Without the images, print all the entries below exactly as given.
___ Supplied information
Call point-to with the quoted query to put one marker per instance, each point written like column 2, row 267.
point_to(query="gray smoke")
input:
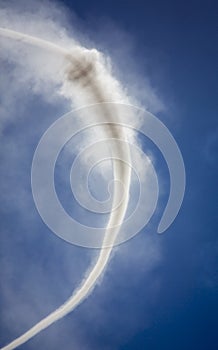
column 86, row 74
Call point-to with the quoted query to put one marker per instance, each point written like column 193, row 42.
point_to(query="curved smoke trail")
column 82, row 72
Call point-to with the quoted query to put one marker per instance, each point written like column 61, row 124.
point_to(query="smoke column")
column 82, row 72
______
Answer for the task:
Call point-to with the quoted query to put one marker per instance, each point written like column 2, row 267.
point_to(query="gray smoke")
input:
column 86, row 74
Call point-to with the quoted query to put one marker per instance, each point written like column 193, row 42.
point_to(query="curved smoke trail")
column 82, row 72
Call point-to with the quoted query to put one marker per instance, each point written like column 61, row 124.
point_to(query="smoke column")
column 82, row 72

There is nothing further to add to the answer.